Prompt A:
The forum thread below discusses buying pine tar. According to the thread, what is pine tar used to treat?

# pine tar in vancouver



## gus (Aug 15, 2017)

Hi, can anyone please tell me where to buy pine tar for soap making?  Thank you very much for your help.  i am in vancouver


----------



## DeeAnna (Aug 15, 2017)

Try any good equine supply or tack store -- many stores of that type carry pine tar, since it's used to treat horses' hooves. If you have TSC (Tractor Supply Company) stores or other "farm and home" stores out your way, look for PT in their equine supply section. Otherwise online is an option. Bickmore, Farnam, Auson, and Su-Per are several brand names of PT that soapers use.

Be sure you get 100% pine tar -- some horse hoof preparations are a blend of PT and other ingredients. You want the 100% stuff.

More: https://classicbells.com/soap/pineTarSoap.html


----------



## dixiedragon (Aug 15, 2017)

Like Deena said, a horse supply store. I've also found it at "Feed and Seed" stores.

BTW, there is a restaurant in my area called "Feed & Seed" so of course they get a lot of calls from people looking for farm supplies. Cute name that backfired.


----------



## gus (Aug 15, 2017)

Thank you very much for our help.  Someone gave me some and I thought that they are readily available.


----------



## Rune (Jan 6, 2018)

Those who produce tar soap in Sweden, don't use whatever tar they can find. It is a difference between factory made and handmade tar. The swedish producers use "dalbränd tjära" (direct translation: valley burnt tar). That is the traditional, handmade type, that is made outdoors. I don't know the english word for it, but I'm sure you have such tar in made in America as well. If not, Auson has it. And it can be ordered online. I don't know if Claessons has distributors in America, but Claessons also have good dalbränd tjära.

Dataset records:
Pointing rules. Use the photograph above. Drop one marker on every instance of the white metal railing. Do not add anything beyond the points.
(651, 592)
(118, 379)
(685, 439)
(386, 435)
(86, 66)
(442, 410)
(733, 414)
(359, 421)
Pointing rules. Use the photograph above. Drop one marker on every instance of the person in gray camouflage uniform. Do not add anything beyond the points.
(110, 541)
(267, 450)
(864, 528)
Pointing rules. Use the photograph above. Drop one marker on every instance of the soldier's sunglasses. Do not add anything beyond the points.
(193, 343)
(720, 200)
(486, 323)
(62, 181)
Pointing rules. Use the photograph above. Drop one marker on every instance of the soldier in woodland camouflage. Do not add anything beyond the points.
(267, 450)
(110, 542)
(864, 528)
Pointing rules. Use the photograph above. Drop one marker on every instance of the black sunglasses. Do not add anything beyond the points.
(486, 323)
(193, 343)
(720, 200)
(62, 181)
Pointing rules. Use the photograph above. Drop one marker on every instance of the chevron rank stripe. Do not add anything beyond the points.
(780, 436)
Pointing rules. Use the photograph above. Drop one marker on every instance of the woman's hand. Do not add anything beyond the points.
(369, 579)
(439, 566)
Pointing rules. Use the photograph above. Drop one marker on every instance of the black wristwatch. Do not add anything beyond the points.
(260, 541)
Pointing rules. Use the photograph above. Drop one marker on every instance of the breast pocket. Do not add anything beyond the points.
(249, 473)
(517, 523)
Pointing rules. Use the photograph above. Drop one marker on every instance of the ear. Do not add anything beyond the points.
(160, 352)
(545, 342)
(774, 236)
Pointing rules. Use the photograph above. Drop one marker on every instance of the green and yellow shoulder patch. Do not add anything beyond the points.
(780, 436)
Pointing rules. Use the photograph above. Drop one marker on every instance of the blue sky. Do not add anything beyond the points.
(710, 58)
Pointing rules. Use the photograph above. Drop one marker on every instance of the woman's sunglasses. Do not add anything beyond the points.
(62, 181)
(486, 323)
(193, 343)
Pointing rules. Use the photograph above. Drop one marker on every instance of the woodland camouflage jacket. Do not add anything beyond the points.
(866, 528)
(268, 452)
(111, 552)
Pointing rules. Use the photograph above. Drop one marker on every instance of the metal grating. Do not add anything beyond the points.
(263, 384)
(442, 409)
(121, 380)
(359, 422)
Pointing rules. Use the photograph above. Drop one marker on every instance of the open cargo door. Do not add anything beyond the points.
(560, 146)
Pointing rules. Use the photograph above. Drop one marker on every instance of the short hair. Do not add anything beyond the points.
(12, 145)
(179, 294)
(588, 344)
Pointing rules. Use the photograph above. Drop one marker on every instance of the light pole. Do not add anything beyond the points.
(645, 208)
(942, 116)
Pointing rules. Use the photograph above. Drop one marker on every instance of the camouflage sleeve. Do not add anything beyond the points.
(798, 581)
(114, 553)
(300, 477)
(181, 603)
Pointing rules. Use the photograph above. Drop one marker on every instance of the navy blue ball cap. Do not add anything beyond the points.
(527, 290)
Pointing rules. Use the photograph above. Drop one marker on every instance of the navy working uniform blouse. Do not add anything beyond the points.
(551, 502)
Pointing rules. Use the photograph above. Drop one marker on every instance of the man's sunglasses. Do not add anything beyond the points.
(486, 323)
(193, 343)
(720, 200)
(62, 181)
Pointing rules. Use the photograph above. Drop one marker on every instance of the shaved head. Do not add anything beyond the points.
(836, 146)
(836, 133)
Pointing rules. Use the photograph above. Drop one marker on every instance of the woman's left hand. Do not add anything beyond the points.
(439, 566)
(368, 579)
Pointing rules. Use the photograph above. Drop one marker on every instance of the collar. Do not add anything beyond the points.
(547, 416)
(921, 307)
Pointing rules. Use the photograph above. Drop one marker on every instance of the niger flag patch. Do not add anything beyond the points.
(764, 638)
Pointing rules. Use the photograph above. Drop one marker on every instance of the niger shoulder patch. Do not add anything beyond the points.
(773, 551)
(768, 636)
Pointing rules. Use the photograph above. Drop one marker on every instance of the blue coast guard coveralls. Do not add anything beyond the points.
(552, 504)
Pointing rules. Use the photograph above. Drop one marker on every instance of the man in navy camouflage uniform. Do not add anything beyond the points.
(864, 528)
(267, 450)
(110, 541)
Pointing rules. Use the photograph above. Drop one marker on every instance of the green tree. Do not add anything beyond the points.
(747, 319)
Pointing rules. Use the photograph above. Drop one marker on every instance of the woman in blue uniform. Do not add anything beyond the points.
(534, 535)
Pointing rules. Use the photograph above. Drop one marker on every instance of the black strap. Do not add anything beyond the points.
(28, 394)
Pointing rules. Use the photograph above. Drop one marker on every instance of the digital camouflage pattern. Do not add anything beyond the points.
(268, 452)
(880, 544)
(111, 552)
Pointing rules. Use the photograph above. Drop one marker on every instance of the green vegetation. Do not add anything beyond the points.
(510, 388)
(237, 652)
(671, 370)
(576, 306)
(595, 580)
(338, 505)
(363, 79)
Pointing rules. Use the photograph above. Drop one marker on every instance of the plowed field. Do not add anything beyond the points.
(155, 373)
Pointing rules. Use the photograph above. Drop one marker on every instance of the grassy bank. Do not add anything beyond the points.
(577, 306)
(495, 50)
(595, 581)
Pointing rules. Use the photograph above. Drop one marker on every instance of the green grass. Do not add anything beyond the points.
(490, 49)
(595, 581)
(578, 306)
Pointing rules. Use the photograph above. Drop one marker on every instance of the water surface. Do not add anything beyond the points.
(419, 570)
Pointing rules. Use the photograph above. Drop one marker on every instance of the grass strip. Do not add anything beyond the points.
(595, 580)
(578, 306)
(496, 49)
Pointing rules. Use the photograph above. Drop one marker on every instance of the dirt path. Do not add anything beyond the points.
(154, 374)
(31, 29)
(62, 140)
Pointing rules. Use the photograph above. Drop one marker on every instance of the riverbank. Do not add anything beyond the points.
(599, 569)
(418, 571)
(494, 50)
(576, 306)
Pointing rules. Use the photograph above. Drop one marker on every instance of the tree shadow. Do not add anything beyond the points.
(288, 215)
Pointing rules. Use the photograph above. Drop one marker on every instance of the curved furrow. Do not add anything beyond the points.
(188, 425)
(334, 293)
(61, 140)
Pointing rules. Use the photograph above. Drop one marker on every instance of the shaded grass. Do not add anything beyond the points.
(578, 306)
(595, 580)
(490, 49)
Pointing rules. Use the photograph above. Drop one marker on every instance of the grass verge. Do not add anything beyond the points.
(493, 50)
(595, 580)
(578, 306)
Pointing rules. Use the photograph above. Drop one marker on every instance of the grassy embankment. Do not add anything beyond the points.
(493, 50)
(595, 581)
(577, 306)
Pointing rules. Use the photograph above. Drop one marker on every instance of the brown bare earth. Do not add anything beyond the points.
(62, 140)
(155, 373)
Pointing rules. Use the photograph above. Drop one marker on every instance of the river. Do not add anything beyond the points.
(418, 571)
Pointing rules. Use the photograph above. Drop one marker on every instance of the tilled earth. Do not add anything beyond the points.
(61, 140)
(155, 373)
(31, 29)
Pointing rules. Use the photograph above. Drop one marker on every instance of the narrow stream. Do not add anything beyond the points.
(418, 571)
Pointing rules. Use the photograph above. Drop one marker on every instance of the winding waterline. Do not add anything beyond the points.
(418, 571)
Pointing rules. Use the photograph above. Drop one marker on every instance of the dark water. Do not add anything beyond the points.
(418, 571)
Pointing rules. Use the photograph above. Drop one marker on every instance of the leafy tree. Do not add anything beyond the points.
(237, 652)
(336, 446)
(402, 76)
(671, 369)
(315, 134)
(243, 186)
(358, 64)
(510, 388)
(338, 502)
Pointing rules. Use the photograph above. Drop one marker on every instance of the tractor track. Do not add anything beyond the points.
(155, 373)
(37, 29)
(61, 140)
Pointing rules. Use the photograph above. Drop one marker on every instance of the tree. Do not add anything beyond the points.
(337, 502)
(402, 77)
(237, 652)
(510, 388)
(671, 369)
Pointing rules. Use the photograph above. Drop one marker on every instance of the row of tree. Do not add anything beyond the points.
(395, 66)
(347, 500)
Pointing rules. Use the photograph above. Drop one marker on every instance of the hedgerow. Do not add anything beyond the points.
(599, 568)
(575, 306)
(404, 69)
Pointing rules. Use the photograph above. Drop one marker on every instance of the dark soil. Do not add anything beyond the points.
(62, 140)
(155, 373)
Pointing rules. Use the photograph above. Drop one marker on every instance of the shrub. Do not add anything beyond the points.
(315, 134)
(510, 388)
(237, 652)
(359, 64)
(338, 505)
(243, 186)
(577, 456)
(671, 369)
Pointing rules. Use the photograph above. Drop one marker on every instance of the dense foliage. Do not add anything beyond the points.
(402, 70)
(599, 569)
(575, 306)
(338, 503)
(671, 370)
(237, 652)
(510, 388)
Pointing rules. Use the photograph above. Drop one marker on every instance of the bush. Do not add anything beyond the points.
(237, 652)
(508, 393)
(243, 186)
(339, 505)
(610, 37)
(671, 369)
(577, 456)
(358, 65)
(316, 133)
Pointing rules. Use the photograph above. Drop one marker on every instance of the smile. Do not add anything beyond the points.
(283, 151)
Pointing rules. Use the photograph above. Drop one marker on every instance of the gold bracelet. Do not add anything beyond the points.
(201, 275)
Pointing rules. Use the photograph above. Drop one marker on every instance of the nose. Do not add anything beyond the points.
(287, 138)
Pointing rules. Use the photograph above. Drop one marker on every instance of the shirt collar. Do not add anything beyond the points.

Prompt B:
Identify each line in the records above that contains the word "woman".

Written response A:
Horses' hooves.

Written response B:
Pointing rules. Use the photograph above. Drop one marker on every instance of the woman's hand. Do not add anything beyond the points.
Pointing rules. Use the photograph above. Drop one marker on every instance of the woman's sunglasses. Do not add anything beyond the points.
Pointing rules. Use the photograph above. Drop one marker on every instance of the woman's left hand. Do not add anything beyond the points.
Pointing rules. Use the photograph above. Drop one marker on every instance of the woman in blue uniform. Do not add anything beyond the points.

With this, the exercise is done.